Pick out each line of the records in which the word "below" appears.

#### Information supplied ####

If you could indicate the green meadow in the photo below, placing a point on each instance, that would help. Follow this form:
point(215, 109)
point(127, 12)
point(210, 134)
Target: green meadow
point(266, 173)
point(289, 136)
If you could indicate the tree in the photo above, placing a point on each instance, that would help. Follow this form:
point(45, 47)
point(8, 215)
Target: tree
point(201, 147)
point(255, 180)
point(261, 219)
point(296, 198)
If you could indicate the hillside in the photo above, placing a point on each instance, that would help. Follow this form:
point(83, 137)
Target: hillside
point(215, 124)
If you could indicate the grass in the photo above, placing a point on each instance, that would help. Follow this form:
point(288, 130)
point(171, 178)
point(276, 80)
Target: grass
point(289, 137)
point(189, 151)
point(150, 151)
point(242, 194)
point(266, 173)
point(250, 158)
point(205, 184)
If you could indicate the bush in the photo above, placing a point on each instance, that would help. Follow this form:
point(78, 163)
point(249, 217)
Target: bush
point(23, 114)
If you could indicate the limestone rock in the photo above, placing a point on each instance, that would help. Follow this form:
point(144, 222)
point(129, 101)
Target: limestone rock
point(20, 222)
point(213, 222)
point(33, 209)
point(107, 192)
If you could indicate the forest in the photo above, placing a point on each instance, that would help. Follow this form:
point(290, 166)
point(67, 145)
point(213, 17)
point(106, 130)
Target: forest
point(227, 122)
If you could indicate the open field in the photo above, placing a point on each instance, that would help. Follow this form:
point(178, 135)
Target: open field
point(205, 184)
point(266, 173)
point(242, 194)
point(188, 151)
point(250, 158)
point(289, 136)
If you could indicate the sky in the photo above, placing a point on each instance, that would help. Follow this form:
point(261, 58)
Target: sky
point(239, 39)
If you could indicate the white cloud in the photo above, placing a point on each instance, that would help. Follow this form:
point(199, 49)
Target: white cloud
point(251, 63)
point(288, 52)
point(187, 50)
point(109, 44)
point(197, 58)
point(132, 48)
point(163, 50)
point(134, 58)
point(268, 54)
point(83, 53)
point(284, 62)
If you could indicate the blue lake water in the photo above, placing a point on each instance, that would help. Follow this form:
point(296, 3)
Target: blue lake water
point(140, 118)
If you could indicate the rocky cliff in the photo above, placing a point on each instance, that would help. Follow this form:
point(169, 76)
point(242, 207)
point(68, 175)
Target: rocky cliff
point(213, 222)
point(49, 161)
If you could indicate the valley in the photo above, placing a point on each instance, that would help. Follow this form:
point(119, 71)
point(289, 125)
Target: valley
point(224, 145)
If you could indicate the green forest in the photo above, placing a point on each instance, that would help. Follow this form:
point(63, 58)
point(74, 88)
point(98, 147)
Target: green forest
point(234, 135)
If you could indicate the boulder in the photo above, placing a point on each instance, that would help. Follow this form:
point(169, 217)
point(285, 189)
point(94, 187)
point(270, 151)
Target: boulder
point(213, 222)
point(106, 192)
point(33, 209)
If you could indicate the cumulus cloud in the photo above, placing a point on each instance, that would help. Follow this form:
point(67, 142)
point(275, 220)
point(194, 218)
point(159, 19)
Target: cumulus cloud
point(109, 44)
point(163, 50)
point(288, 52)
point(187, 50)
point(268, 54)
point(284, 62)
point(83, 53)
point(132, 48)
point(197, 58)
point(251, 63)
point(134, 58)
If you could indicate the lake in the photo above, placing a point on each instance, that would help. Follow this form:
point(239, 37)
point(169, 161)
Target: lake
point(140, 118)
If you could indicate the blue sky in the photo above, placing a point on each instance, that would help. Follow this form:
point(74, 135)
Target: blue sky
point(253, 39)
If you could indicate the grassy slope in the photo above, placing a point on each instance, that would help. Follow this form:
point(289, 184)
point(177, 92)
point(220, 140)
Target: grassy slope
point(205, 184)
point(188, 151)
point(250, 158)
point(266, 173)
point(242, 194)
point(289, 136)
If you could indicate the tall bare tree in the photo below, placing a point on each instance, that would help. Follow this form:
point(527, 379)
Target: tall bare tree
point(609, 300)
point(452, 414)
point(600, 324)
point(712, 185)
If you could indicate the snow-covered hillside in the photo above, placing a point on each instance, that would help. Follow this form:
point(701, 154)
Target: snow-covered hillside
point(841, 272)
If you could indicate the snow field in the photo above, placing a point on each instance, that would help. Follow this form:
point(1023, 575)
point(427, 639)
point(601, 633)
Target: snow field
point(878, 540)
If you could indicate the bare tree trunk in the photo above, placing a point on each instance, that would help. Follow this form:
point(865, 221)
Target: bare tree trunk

####

- Completed exercise -
If you could indicate the green meadow in the photo below, placing a point on each instance, that would help. Follow this form:
If you could indicate the tall bare tree in the photo below, placing a point on each instance, that would help. Follow this form:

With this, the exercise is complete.